§ RECORDS SHOWN

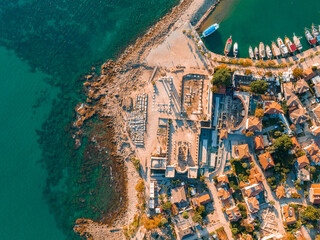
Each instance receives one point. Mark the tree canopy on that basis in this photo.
(310, 213)
(222, 77)
(297, 73)
(259, 87)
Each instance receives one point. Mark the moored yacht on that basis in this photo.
(268, 51)
(284, 50)
(227, 48)
(256, 53)
(296, 41)
(312, 40)
(292, 48)
(275, 50)
(251, 55)
(262, 51)
(235, 49)
(315, 32)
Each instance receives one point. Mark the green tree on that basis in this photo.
(259, 87)
(222, 77)
(185, 215)
(297, 73)
(259, 113)
(310, 214)
(166, 206)
(197, 218)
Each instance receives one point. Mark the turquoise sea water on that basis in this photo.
(251, 22)
(45, 46)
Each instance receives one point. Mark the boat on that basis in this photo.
(262, 50)
(284, 50)
(315, 32)
(256, 53)
(235, 49)
(210, 30)
(296, 41)
(312, 40)
(251, 52)
(227, 48)
(268, 51)
(292, 48)
(275, 50)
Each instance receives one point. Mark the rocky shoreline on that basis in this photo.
(105, 94)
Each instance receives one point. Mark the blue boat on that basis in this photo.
(210, 30)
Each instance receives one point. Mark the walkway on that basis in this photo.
(218, 208)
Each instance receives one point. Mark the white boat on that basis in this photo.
(284, 50)
(268, 51)
(275, 50)
(296, 41)
(235, 49)
(251, 52)
(256, 53)
(262, 50)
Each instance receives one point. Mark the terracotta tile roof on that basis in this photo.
(255, 176)
(223, 179)
(233, 214)
(304, 174)
(253, 190)
(316, 111)
(240, 151)
(272, 107)
(201, 199)
(289, 215)
(295, 142)
(258, 142)
(301, 86)
(303, 161)
(178, 195)
(299, 116)
(314, 193)
(223, 194)
(312, 149)
(253, 204)
(309, 74)
(316, 131)
(254, 124)
(266, 160)
(223, 134)
(281, 192)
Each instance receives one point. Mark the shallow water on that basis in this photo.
(251, 22)
(45, 46)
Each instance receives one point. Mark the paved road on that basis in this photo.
(269, 192)
(218, 208)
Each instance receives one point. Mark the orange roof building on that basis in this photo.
(266, 160)
(302, 162)
(233, 214)
(272, 107)
(314, 193)
(253, 190)
(301, 86)
(223, 194)
(281, 192)
(223, 180)
(253, 204)
(255, 177)
(240, 151)
(288, 215)
(295, 143)
(223, 134)
(202, 199)
(258, 142)
(254, 124)
(316, 112)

§ WORK ORDER
Print the material above once more, exactly, minus the pictures.

§ EXERCISE SOLUTION
Each instance receives one point. Mark the tree canopy on that basis in this photo.
(310, 213)
(222, 77)
(297, 73)
(259, 87)
Each instance receives one point. Mark the moored yacht on that basis in this photo.
(268, 51)
(284, 50)
(227, 48)
(256, 53)
(296, 41)
(312, 40)
(292, 48)
(275, 50)
(251, 55)
(262, 51)
(235, 49)
(315, 32)
Each instance receives one point. Mark the green tree on that basis in this photo.
(259, 87)
(222, 77)
(185, 215)
(297, 73)
(259, 113)
(310, 214)
(166, 206)
(197, 218)
Each instance receives one point. Mark the turquoise sea water on that basis in this photo.
(251, 22)
(45, 46)
Each instance receives one point. Mark the boat on that basis in this photo.
(262, 50)
(284, 50)
(315, 32)
(256, 53)
(235, 49)
(210, 30)
(296, 41)
(312, 40)
(251, 52)
(227, 48)
(268, 51)
(292, 48)
(275, 50)
Each instance receives one point. Mark the rocky shoreline on that basis in this photo.
(105, 94)
Each instance receives one point. Mark the blue boat on that basis in this photo.
(210, 30)
Each instance receives one point. Mark the walkway on that basis in this photo.
(218, 208)
Each instance receives one point. Mark the white boat on that basis in this photo.
(284, 50)
(268, 51)
(275, 50)
(296, 41)
(235, 49)
(251, 52)
(256, 53)
(262, 50)
Each instance receives one point. Mark the terracotta tile roof on that basis in this photo.
(255, 176)
(223, 179)
(233, 214)
(304, 174)
(253, 190)
(316, 111)
(240, 151)
(272, 107)
(201, 199)
(289, 215)
(295, 142)
(258, 142)
(301, 86)
(303, 161)
(178, 195)
(299, 116)
(314, 193)
(223, 194)
(312, 149)
(253, 204)
(309, 74)
(316, 131)
(254, 124)
(266, 160)
(223, 134)
(281, 192)
Each instance receives one point. Mark the shallow water on that basis in this photo.
(251, 22)
(45, 46)
Each instance receives one point. Mark the paved road on that basis in this photo.
(269, 192)
(218, 208)
Each instance receives one point. Mark the orange roof building on that basis in this photo.
(266, 160)
(302, 162)
(233, 214)
(272, 107)
(314, 193)
(253, 190)
(301, 86)
(223, 194)
(281, 192)
(223, 180)
(253, 204)
(255, 177)
(240, 151)
(288, 215)
(295, 143)
(223, 134)
(202, 199)
(258, 142)
(254, 124)
(316, 112)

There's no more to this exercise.